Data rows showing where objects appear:
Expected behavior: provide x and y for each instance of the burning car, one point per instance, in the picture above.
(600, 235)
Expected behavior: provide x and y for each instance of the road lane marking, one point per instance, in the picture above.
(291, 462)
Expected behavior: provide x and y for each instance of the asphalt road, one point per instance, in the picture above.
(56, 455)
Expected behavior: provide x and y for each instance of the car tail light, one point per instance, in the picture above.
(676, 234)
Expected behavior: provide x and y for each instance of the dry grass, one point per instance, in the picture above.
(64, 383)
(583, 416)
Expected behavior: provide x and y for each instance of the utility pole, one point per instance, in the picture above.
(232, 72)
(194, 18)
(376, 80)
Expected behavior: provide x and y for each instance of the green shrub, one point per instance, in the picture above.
* * *
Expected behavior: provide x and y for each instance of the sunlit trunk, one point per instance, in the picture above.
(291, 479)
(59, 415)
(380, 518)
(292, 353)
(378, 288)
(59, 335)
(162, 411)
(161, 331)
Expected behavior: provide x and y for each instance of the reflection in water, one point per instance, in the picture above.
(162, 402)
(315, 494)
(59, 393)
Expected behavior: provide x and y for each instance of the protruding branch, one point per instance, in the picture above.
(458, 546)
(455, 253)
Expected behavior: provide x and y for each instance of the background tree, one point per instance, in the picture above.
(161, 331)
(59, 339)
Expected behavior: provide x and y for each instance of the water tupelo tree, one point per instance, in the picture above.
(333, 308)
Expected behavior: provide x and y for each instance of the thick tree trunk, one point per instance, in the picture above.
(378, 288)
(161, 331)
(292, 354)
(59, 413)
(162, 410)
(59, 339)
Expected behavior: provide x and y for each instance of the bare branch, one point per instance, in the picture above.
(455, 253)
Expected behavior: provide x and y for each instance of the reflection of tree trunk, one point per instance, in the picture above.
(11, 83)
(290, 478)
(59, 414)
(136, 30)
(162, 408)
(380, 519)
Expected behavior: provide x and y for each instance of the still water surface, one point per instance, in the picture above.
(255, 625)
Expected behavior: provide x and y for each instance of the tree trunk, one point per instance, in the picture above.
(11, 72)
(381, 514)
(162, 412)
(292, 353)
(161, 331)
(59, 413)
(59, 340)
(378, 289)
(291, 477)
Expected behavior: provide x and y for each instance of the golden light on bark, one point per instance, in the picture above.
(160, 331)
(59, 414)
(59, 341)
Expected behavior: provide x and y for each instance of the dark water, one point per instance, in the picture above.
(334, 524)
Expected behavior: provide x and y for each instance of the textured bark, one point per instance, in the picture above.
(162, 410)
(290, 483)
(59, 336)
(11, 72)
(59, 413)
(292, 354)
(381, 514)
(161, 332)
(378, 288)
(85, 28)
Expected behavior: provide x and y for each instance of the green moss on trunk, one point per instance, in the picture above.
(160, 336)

WHAT TO DO:
Repeat word for word every line of the data above, from the line with "the car tail" to the line with "green shrub, one", including both of those lines.

ANSWER TO THIS PROBLEM:
Expected behavior: provide x and y for each instance of the car tail light, one point per instance, in the picture above.
(676, 234)
Expected behavior: provide x and y for each instance of the dry grass, one point per instance, in the picture above.
(64, 383)
(583, 416)
Expected behavior: provide x and y for each instance of the utility pole, one point per instance, in the picture above.
(232, 72)
(194, 18)
(376, 80)
Expected behavior: provide x and y for each instance of the green shrub, one point per instance, in the picture above.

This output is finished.